▶ _WORK REQUIRED_
Copy out every item that follows, line for line, without changing a character.

Some items
--- start ---

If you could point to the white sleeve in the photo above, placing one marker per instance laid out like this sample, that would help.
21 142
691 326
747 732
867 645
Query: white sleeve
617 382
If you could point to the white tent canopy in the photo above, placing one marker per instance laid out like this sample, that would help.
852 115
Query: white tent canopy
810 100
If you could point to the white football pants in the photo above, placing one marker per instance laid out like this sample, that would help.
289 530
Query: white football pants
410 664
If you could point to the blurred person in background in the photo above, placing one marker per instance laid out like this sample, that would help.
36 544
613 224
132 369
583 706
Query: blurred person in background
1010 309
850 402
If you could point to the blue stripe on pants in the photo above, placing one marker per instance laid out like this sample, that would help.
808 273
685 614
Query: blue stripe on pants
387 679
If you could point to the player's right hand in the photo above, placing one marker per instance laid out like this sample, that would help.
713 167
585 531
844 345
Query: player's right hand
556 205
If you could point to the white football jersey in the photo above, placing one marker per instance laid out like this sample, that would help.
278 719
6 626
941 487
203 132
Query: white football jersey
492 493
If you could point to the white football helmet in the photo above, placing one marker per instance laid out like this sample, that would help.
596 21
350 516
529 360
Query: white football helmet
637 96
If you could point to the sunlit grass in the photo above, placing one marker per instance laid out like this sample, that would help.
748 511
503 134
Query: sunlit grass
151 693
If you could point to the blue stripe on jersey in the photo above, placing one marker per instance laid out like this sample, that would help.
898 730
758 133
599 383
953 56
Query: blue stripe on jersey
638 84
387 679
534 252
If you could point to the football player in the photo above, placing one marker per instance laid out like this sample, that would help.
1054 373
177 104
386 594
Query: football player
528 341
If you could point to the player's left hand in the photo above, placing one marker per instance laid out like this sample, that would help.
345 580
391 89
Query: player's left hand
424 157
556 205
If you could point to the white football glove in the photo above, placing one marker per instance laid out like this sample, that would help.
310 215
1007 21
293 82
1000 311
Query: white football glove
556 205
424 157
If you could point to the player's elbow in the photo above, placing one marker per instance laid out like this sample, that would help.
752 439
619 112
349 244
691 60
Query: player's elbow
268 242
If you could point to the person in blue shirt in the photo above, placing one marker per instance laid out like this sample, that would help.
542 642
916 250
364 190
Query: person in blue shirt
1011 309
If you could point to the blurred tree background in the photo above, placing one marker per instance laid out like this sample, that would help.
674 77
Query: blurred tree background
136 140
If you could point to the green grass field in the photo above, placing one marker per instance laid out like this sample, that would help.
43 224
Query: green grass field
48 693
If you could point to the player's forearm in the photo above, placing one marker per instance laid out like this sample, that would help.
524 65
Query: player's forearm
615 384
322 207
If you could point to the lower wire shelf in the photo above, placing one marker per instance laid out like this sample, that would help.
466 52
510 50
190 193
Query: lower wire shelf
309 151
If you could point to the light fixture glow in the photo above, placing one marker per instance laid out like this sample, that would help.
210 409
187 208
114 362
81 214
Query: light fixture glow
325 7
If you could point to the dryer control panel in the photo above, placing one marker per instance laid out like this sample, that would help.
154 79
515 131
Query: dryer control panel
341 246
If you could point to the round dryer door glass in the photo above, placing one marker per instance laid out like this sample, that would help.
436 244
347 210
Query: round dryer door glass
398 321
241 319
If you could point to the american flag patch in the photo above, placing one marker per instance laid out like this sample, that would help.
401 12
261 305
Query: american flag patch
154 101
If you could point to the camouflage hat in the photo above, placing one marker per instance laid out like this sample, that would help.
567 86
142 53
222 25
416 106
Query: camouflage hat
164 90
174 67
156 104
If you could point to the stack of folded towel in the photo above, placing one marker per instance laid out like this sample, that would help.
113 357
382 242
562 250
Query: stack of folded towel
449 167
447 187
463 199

--- end ---

▶ _SOLUTION TO THIS PROBLEM_
If you could point to the white sleeve in the photo above, placing one marker per instance laid out like this sample, that would help.
21 142
691 326
747 732
867 645
Query: white sleeve
617 382
If you could point to the white tent canopy in the photo above, placing one marker per instance laid out like this sample, that would help.
852 115
Query: white tent canopy
810 100
If you could point to the white football pants in the photo above, placing one marker per instance laid out like this sample, that would help.
289 530
Query: white football pants
410 664
If you could point to the blurred person in background in the photo above, placing one marker per instance laid out like this sample, that would help.
36 544
613 224
132 369
583 706
Query: blurred person in background
1010 309
850 402
If you could point to the blue stripe on pants in the photo above, placing one marker per instance laid out like this sample, that would help.
808 273
685 614
Query: blue stripe on pants
387 679
If you could point to the player's right hand in the photo above, placing one marker per instance laid out like this sample, that would help.
713 167
585 531
844 345
Query: player's right hand
556 205
If you could point to the white football jersey in the photo above, placing one marker per instance laid out like this sample, that would help.
278 719
6 626
941 487
203 132
Query: white football jersey
492 493
If you could point to the white football helmet in the photo above, placing one marker per instance laid out like this sample, that would help.
596 21
350 516
529 360
Query: white football helmet
637 96
If you could point to the sunlit grass in the photo above, placing one marker per instance laid out like this sample, that would help.
748 511
503 134
Query: sunlit grass
151 693
If you could point to the blue stripe on jersey in the photo above, placing one marker per instance laid out like this sample, that would help.
898 730
758 133
599 383
953 56
Query: blue stripe on jersey
638 84
387 679
534 252
If you could point to the football player in the photo above, placing one marker per instance laid out like this sample, that would help.
1054 373
177 104
386 594
Query: football player
528 341
If you could point to the player's left hand in the photo above, placing one marker per instance laid out like this sample, that would help.
345 580
391 89
Query: player's left hand
424 157
556 205
If you could point to the white football glove in the photo above, placing one marker per instance laid out like this sample, that would help.
310 215
1007 21
293 82
1000 311
Query: white football glove
556 205
424 157
If you could point to the player's elbow in the photo above, placing one marker per instance laid out like this sample, that would help.
752 439
619 112
349 244
691 60
Query: player's elbow
268 242
If you could point to the person in blue shirt in the photo above, placing one marker per instance laid out like this sample, that would help.
542 642
916 250
364 190
Query: person in blue shirt
1011 309
If you could point to the blurred tree background in the photo above, placing one marker per instance laid out like this sample, that would help.
674 77
Query: blurred tree background
136 140
If you could point to the green grass field in the photo above, placing one marker per instance laid out like this sample, that would help.
43 224
Query: green grass field
48 693
If you could point to the player's forearm in the photo above, placing one marker per instance laid out like this sample, that would help.
524 65
Query: player's forearm
615 384
322 207
If you could point to the lower wire shelf in the photo above, placing one marker per instance laid out like this sample, that would help.
466 52
510 50
190 193
Query: lower wire shelf
309 151
If you could point to the light fixture glow in the photo above, placing one marker per instance laid out like this sample, that would help.
210 409
187 208
114 362
81 214
Query: light fixture glow
325 7
If you could point to the dryer control panel in the photo above, placing one marker per instance laid out like this sample, that would help.
154 79
515 131
Query: dryer control panel
341 246
If you could point to the round dryer door glass in the photo above, placing one marker per instance laid out like this sample, that would help.
436 244
347 210
Query: round dryer door glass
398 321
241 319
If you could point to the american flag patch in the photo above, placing one marker per instance laid out like this sample, that would help.
401 12
261 305
Query: american flag patch
154 101
If you could point to the camouflage hat in the photo above, placing one marker per instance laid out like this sample, that would help.
567 86
142 53
222 25
416 106
Query: camouflage hat
164 90
174 67
156 104
If you could point to the stack of folded towel in the photo above, placing one marker per instance laid out like this sample, that would help.
113 357
382 242
562 250
Query: stack of folded towel
449 167
447 187
463 199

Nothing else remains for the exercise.